- FRAGMENTO DEL DOCUMENTO:
****
Todos los que hemos pasado por ahí lo comentamos, al menos aquí, en Valencia». Y asegura: «Yo no he visto que hubiera enfermería, ni médico». Las visitas son cortas, de entre cinco y diez minutos dependiendo del centro. Muchos internos se quedan sin poder comunicar por falta de tiempo, pese a que los familiares y amigos hacen largas colas desde horas antes. Numerosos relatos destacan los casos de visitantes que llegan de otras provincias, que se gastan lo que no tienen para ver a su ser querido y no pueden entrar. Para los internos, hacer llamadas de teléfono también es complicado: «Sólo hay dos teléfonos que son de tarjeta y las tarjetas hay que comprarlas allí. Si no tienes dinero dentro, lo pasas muy mal. Las personas de la cocina venden las tarjetas de teléfono y botellas de agua de un litro: tienen un negocio allí adentro», recalca M.
****
- DATOS PROPORCIONADOS:
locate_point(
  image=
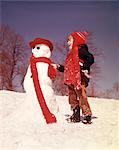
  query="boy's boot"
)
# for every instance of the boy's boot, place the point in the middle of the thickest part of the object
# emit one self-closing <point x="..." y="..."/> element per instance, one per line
<point x="76" y="115"/>
<point x="87" y="120"/>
****
- TAREAS PLANTEADAS:
1. Según el fragmento sobre los internos, ¿qué venden las personas de la cocina?
2. Pasa al inglés esta oración del fragmento: «Las visitas son cortas, de entre cinco y diez minutos dependiendo del centro.»
Las filas no guardan relación con el fragmento.

- SOLUCIONES POR TAREA:
1. Tarjetas de teléfono y botellas de agua de un litro.

2. Visits are short, lasting between five and ten minutes depending on the center.